··· MATERIAL TO PROCESS ···

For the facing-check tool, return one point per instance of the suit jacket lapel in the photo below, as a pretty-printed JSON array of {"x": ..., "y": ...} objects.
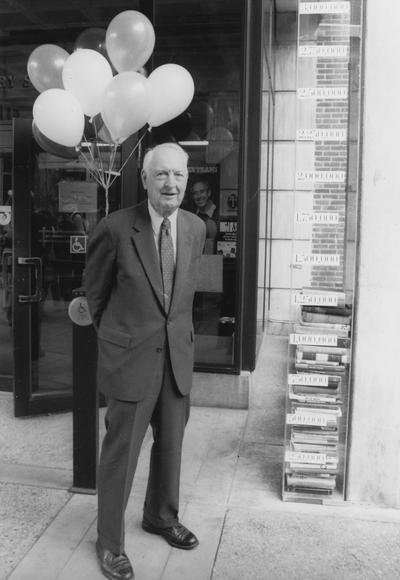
[
  {"x": 184, "y": 237},
  {"x": 143, "y": 240}
]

···

## PROBLEM STATEMENT
Restate the entries above word for word, keeping pictures out of the copy.

## RESULT
For the facing-check tool, return one point per instance of the suit jacket lapel in the photo below, as a pretty-printed JSON array of {"x": ..., "y": ...} objects.
[
  {"x": 184, "y": 237},
  {"x": 143, "y": 240}
]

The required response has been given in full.